>> START

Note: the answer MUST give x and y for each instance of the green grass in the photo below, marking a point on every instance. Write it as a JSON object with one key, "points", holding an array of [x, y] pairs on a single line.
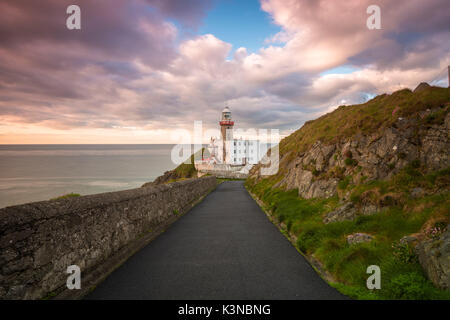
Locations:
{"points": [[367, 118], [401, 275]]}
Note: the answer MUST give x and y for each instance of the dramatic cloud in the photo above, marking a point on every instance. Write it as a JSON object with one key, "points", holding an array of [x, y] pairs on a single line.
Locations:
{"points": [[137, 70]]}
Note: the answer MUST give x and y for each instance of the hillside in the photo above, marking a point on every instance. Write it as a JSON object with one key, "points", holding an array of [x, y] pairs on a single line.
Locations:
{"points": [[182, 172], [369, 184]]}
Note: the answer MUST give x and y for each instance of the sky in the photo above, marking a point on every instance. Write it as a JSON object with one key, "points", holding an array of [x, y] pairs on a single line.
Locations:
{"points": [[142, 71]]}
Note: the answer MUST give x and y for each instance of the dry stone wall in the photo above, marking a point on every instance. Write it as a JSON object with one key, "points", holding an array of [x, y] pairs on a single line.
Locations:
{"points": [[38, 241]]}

>> END
>> START

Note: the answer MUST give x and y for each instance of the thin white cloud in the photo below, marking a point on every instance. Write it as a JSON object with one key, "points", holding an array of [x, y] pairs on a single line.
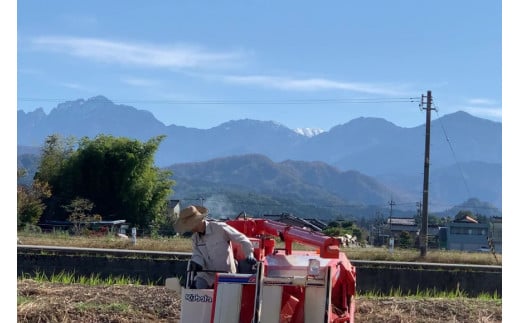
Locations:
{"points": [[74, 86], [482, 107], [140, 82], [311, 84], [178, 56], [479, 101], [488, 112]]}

>> END

• [REQUIREMENTS]:
Which lines in the material contain the word "marking"? Locate each one and copy it out in full, treating uppercase and lowercase as different.

• [SOLUTION TO THE PROBLEM]:
Note: the answer MUST give x and y for each instance of the green grass in the photo below, marking a point on every instance. Write it as a JSON object with one key, "points", holding an array of [x, y] pairs on a single line.
Note: the answer MUST give x and y for each instance of the dramatic cloud in the photo above, marking a point on every instance. Write it as a JSON object with one key, "points", holding an array of [x, y] pairs on a single line.
Note: the answer MUST give x and y for each instance of the hillside in the photo above, marking a point on every instance. Write it as a JSON object with one key, "points", holding an array of [x, y] pairs on a single line.
Note: the answer MUST give x and y for each instance of the sky in the photo above, marking a point on every instance. Write it as a JSON object with one key, "points", holding an array of [x, y] pairs on a single line.
Note: the answer MUST give x and y for each instance of the dry stone wall in the photo above, marking a point on every instance. Write it as a JSON object with one key, "points", holding an array of [x, y] pairs on a single line.
Note: the answer MUST give x and y for each instance of the thin white cloud in the photo below, marking a point on every instance. Write it as a JSON object with one key, "points", holding an array of [x, y] pairs on a single line.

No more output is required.